Text:

Holding: The Court affirmed the Tenth Circuit, holding Oklahoma’s 'especially heinous, atrocious, or cruel' aggravating factor unconstitutionally vague, invalidating the death sentence and allowing the state to conduct new sentencing proceedings.

Real World Impact:
  • Vacates a death sentence and allows the state to retry sentencing.
  • Requires states to narrow 'heinous, atrocious, or cruel' language before using it.
  • Presses state courts to adopt clear standards for imposing death sentences.
Topics: death penalty, vague criminal laws, jury instructions, state sentencing

Summary

Background

A man convicted of murdering a husband and brutally attacking his wife in Oklahoma was sentenced to death after a jury found two statutory aggravating factors. State courts affirmed the conviction and sentence. The federal appeals court reviewed one aggravating factor — that the murder was “especially heinous, atrocious, or cruel” — and held that the phrase was too vague, vacated the death sentence, and barred execution while allowing the state to retry the sentencing question. The State asked the Supreme Court to decide whether that aggravating phrase was constitutional.

Material shown:
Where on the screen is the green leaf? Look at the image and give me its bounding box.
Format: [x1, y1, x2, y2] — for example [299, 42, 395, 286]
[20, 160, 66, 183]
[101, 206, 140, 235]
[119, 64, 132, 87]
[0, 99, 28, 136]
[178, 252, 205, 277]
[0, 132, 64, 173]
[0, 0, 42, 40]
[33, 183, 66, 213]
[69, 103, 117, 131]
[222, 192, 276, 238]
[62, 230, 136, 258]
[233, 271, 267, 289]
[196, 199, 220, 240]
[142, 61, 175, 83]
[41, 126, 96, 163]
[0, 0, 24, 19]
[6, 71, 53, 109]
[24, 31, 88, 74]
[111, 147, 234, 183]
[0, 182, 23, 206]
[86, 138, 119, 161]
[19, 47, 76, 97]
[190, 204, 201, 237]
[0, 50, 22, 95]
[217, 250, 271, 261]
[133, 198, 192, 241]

Exercise requirements:
• A. Return the stretch of the case summary from "Holding: The Court" through "new sentencing proceedings.".
• B. Answer these questions using the case summary:
(i) What did the Court do with the Tenth Circuit's decision?
(ii) How many statutory aggravating factors did the jury find?
(iii) Which topics does the case summary list for this case?
• C. Continue the case summary from the point where it stops.
The records are separate material and are not part of the case summary.

Written responses:
• A.
Holding: The Court affirmed the Tenth Circuit, holding Oklahoma’s 'especially heinous, atrocious, or cruel' aggravating factor unconstitutionally vague, invalidating the death sentence and allowing the state to conduct new sentencing proceedings.

• B.
(i) It affirmed the decision.
(ii) Two.
(iii) Death penalty, vague criminal laws, jury instructions, and state sentencing.

• C.
Reasoning

The core question was whether the words used in the statute gave juries meaningful guidance so death sentences would not be arbitrary. The Court relied on earlier decisions saying capital statutes must channel jury discretion. It concluded that the Oklahoma language, as applied by Oklahoma courts then, did not sufficiently limit jury discretion. The Court rejected the State’s argument that shocking facts alone save the statute. The Supreme Court affirmed the appeals court’s judgment and left the door open for the state to conduct new sentencing proceedings under constitutionally acceptable rules.

Real world impact

The ruling means this use of “especially heinous, atrocious, or cruel” cannot support a death sentence unless the state supplies a narrowing rule that gives juries clear standards. The immediate effect was to vacate the sentence at issue and permit the state to revisit sentencing. States with similar wording must ensure clearer limits before seeking the death penalty.

Dissents or concurrances

Justice Brennan, joined by Justice Marshall, concurred only to say he would bar any reimposition of the death penalty because he views it as always unconstitutional.